__TEXT EXTRACT__.
▼▼▼

Cohere Transcribe is an encoder-decoder ASR model from Cohere Labs. It currently sits at #1 on the Open ASR Leaderboard. Whisper-style task tokens give it punctuation, capitalization, and inverse text normalization out of the box.
model
Type: String Default: "cohere-transcribe-int8"Required: No
The Cohere model to use. Can be a model name (looked up in ~/.local/share/voxtype/models/<name>/) or an absolute path to a model directory.
Available models:
| Model | Quantization | Size | Notes |
|---|---|---|---|
cohere-transcribe-q4f16 | int4 weights, FP16 KV | ~1.5 GB | Recommended; smallest download, fastest CPU |
cohere-transcribe-q4 | int4 weights, FP32 KV | ~2.0 GB | Same accuracy as q4f16, larger memory |
cohere-transcribe-int8 | int8 | ~2.9 GB | Quality reference for quantized models |
cohere-transcribe-fp16 | FP16 | ~3.9 GB | Highest accuracy, largest download |
All variants are HuggingFace Optimum exports of Cohere Transcribe (16384 vocab, 14 languages). Download via voxtype setup model (interactive) — pick the Cohere section and confirm the size warning.
Performance (warm CPU, voxtype 0.7.0, dictation-length audio):
| Variant | Realtime factor | Notes |
|---|---|---|
| q4f16 | 9-11× | Best CPU throughput |
| q4 | 9-11× | Same speed as q4f16 |
| int8 | 2-3× | Slowest CPU path |
| fp16 | 7-8× |
GPU acceleration (CUDA): The voxtype-onnx-cuda-12 and voxtype-onnx-cuda-13 binaries register the CUDA execution provider on the encoder. The decoder is pinned to CPU because ORT's CUDA GroupQueryAttention kernel does not yet accept the attention_bias input that the HF Optimum decoder export uses. Encoder-on-GPU is where weight matmuls dominate, so this hybrid is most of the win.
GPU speedup is hardware- and length-dependent. On a GTX 1660 Ti + i9-9900KF with q4f16:
| Audio length | CPU only | Encoder GPU + Decoder CPU |
|---|---|---|
| 4.75s | 5.0× realtime | 4.6× realtime |
| 28.5s | 5.9× realtime | 8.2× realtime (~28% faster) |
The fixed CUDA setup cost dominates short clips; longer utterances and faster GPUs (RTX 30/40 series) pull further ahead. Once ORT lands the missing GQA kernel, the decoder will move to the GPU automatically without a config change.
Example:
[cohere]
model = "cohere-transcribe-int8"language
Type: String Default: "en"Required: No
Two-letter ISO 639-1 language code. Cohere officially supports 14 languages.

▲▲▲

__PROVIDED INFORMATION__.
▼▼▼

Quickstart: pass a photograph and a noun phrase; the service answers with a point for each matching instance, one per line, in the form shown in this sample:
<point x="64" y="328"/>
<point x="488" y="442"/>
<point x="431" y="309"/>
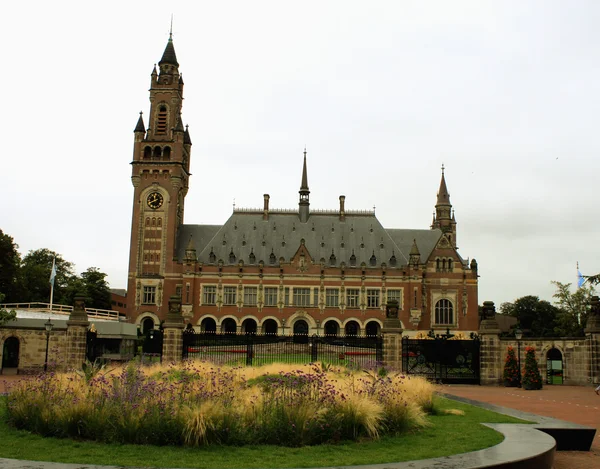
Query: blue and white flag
<point x="53" y="272"/>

▲▲▲

__REQUIRED TASKS__.
A) Rewrite everything in the Cohere Transcribe text from "GPU speedup is" down to "a config change.", putting "brief recordings" in place of "short clips".
B) Summarize the Cohere Transcribe text in two sentences.

__RESULTS OF THE EXERCISE__.
A)
GPU speedup is hardware- and length-dependent. On a GTX 1660 Ti + i9-9900KF with q4f16:
| Audio length | CPU only | Encoder GPU + Decoder CPU |
|---|---|---|
| 4.75s | 5.0× realtime | 4.6× realtime |
| 28.5s | 5.9× realtime | 8.2× realtime (~28% faster) |
The fixed CUDA setup cost dominates brief recordings; longer utterances and faster GPUs (RTX 30/40 series) pull further ahead. Once ORT lands the missing GQA kernel, the decoder will move to the GPU automatically without a config change.

B) Cohere Transcribe is an encoder-decoder ASR model from Cohere Labs that comes in four quantized variants of about 1.5 GB to 3.9 GB, with q4f16 recommended as the smallest download and fastest on CPU. The CUDA builds run the encoder on the GPU while the decoder stays on the CPU, and this gives a larger gain on longer audio than on short clips.